>> begin DATASET ENTRIES
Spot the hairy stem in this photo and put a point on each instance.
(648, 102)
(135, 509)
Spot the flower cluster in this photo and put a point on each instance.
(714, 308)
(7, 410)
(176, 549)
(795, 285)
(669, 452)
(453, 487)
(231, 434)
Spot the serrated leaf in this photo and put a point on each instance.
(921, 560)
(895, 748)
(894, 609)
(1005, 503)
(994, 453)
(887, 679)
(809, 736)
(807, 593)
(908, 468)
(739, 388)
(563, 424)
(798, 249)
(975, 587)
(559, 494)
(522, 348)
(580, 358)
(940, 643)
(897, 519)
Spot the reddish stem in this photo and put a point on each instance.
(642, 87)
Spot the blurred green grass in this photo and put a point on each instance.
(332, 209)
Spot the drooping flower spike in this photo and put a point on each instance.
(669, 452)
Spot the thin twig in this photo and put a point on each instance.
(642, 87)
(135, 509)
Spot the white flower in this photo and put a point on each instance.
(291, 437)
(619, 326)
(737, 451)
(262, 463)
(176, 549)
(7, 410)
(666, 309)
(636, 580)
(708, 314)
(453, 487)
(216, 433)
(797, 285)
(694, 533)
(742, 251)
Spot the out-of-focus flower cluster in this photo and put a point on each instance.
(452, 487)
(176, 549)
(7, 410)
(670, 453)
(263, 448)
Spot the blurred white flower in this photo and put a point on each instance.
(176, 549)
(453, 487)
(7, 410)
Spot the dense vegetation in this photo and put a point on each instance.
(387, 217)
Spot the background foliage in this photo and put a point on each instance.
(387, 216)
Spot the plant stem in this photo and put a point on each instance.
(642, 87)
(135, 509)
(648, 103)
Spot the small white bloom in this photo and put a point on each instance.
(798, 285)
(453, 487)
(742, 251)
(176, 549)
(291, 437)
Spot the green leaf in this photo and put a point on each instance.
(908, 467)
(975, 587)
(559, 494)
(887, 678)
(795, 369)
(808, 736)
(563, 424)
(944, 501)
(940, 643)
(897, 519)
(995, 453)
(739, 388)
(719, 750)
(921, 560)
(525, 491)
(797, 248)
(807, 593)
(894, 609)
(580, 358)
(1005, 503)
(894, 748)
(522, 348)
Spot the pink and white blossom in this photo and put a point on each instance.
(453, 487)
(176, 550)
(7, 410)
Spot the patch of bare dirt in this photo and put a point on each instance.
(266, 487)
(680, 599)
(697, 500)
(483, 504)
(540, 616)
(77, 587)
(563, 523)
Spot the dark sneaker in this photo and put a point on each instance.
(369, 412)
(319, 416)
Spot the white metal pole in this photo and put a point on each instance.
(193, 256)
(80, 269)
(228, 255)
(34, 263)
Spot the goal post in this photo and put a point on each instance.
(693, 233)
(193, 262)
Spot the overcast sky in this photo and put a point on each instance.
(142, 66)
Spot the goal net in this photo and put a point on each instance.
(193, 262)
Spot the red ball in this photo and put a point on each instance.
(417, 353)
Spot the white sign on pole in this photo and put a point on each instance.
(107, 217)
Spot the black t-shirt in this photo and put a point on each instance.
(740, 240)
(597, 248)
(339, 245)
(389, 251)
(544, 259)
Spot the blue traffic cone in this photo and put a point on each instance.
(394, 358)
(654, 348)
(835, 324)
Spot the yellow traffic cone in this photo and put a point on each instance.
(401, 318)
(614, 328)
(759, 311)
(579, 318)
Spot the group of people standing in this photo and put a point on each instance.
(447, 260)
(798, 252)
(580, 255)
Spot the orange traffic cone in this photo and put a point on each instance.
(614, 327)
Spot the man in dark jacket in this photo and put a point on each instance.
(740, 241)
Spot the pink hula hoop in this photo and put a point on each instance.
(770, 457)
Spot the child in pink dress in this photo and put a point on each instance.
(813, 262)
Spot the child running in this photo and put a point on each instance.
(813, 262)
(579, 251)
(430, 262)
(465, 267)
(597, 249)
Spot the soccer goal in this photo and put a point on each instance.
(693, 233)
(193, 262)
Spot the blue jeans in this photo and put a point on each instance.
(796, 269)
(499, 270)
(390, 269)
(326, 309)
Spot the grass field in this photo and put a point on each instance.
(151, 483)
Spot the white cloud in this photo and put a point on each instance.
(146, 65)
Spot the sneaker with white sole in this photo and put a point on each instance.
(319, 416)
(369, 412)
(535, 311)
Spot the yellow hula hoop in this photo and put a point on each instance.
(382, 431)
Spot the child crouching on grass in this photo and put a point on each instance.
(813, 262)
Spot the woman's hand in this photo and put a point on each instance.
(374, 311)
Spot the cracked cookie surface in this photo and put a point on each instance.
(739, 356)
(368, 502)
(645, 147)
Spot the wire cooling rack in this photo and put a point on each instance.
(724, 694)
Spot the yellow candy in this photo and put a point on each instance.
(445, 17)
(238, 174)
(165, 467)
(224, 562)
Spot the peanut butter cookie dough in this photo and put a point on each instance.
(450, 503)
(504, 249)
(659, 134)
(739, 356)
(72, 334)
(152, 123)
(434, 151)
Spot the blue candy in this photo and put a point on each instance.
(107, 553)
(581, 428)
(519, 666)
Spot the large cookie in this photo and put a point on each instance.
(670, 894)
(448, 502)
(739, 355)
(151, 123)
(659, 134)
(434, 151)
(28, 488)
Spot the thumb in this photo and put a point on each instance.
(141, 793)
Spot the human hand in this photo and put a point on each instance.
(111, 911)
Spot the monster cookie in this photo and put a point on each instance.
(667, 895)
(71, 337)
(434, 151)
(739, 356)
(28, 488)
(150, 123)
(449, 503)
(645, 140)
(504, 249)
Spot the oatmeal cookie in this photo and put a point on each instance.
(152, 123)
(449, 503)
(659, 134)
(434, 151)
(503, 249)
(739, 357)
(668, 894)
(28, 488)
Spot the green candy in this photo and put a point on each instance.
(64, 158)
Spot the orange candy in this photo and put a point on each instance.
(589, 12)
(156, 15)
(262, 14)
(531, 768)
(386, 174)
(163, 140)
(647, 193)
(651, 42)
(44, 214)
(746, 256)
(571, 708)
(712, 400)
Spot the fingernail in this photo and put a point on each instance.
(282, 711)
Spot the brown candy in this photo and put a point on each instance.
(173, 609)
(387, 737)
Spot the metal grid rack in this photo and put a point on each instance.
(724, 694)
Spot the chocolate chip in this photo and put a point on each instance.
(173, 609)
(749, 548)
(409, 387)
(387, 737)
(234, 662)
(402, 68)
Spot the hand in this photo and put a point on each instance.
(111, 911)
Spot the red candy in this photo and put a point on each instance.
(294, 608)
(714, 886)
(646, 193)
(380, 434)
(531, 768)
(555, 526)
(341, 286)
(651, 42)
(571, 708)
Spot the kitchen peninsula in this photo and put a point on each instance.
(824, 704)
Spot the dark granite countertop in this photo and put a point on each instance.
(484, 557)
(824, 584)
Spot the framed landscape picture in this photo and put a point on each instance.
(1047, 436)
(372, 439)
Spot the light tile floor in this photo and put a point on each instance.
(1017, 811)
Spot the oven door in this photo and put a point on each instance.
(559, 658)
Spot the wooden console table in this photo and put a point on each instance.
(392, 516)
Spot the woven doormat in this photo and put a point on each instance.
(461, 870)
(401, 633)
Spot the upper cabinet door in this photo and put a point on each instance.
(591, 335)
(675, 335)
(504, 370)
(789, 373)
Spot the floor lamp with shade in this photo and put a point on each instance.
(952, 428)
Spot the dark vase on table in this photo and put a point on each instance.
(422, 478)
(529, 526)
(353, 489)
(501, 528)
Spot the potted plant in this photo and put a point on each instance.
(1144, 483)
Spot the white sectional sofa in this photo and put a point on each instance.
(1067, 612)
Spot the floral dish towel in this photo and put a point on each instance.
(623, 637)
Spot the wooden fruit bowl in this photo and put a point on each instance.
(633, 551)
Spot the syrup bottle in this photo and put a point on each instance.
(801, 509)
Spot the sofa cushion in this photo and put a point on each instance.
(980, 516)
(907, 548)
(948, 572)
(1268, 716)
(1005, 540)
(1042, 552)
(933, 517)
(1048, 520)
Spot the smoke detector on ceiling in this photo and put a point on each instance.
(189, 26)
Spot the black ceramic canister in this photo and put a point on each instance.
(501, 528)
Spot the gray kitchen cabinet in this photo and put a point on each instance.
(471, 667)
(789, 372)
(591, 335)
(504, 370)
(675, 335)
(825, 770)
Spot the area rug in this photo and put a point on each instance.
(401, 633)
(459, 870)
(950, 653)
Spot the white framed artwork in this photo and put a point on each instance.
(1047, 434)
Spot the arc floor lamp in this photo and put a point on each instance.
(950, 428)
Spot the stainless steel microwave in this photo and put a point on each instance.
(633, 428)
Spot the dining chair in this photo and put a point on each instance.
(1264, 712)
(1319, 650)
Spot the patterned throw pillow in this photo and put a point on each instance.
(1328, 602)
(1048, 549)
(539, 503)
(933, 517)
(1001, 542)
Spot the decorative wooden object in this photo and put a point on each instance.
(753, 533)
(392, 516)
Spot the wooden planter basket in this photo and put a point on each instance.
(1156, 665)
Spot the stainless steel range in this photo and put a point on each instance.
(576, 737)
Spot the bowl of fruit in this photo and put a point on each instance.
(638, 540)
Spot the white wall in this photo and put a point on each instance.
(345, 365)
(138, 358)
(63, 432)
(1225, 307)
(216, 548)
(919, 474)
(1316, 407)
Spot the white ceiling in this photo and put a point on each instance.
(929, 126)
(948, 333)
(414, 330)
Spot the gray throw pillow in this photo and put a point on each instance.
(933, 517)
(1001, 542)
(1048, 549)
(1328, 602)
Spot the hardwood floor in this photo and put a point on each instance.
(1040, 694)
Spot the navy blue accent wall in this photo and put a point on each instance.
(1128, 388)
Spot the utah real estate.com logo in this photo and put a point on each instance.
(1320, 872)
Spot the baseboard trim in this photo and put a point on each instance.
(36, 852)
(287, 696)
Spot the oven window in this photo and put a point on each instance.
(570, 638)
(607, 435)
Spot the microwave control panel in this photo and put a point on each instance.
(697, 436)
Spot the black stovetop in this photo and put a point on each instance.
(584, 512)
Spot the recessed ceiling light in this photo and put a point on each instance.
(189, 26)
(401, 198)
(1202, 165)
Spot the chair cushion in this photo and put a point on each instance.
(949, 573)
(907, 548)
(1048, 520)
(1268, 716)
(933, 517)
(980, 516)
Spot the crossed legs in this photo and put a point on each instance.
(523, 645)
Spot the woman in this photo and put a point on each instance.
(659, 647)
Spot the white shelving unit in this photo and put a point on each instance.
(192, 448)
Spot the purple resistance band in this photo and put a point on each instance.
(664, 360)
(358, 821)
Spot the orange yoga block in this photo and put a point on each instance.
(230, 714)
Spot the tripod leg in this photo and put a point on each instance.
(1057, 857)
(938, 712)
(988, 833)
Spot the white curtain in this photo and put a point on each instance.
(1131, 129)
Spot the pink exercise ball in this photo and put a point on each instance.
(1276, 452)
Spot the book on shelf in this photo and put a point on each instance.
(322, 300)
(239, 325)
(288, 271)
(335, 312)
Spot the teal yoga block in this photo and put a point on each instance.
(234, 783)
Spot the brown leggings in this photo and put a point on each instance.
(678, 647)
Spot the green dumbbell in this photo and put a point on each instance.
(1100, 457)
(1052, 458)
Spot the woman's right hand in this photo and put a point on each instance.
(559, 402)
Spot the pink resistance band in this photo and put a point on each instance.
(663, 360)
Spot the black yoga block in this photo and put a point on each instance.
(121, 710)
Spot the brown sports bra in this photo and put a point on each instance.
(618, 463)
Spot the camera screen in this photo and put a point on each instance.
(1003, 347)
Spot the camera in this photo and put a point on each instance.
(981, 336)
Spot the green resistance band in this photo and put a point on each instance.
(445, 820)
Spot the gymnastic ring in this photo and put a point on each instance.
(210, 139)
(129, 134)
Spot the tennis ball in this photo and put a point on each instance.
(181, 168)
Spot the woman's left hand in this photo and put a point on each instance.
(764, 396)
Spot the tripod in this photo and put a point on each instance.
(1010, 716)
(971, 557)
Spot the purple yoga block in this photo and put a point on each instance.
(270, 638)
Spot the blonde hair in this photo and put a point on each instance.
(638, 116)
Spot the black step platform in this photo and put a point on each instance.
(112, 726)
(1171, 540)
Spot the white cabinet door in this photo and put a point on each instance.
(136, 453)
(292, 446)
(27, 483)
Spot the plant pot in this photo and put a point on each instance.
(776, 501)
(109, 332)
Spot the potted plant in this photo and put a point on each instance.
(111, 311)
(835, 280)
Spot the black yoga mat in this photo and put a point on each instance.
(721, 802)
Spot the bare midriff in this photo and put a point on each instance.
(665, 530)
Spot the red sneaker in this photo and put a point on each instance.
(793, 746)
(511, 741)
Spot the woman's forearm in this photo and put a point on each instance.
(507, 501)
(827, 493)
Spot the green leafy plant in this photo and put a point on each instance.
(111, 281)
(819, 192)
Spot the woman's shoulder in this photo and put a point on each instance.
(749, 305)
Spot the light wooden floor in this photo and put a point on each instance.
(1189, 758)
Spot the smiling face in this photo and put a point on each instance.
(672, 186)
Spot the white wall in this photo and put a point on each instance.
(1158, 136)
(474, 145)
>> end DATASET ENTRIES
> _INSTRUCTION_
What needs duplicating is the run of lines from the one containing "Spot the white cabinet" through the last line of the entries above, exact and complete.

> _REPLY_
Spot the white cabinet door in this photo and put a point on each instance.
(136, 453)
(292, 446)
(27, 483)
Spot the plant pot in this photo and put a point on each instance.
(776, 501)
(109, 332)
Spot the potted plant in this photo and put a point on each instance.
(111, 311)
(835, 280)
Spot the black yoga mat in this photo and put a point on each instance.
(721, 802)
Spot the bare midriff in this photo and put a point on each instance.
(665, 530)
Spot the red sneaker in this photo and put a point on each instance.
(793, 746)
(511, 741)
Spot the woman's forearm in this photo and put a point on each instance.
(507, 501)
(827, 493)
Spot the green leafy plant in this photo and put a point on each instance.
(111, 281)
(819, 192)
Spot the woman's shoulder in this photo and put a point on each instance.
(749, 305)
Spot the light wooden floor in this photo and put a point on each instance.
(1189, 758)
Spot the smiling face in this photo and put a point on each instance.
(672, 186)
Spot the white wall in this photo and put a point on each instance.
(1158, 136)
(474, 145)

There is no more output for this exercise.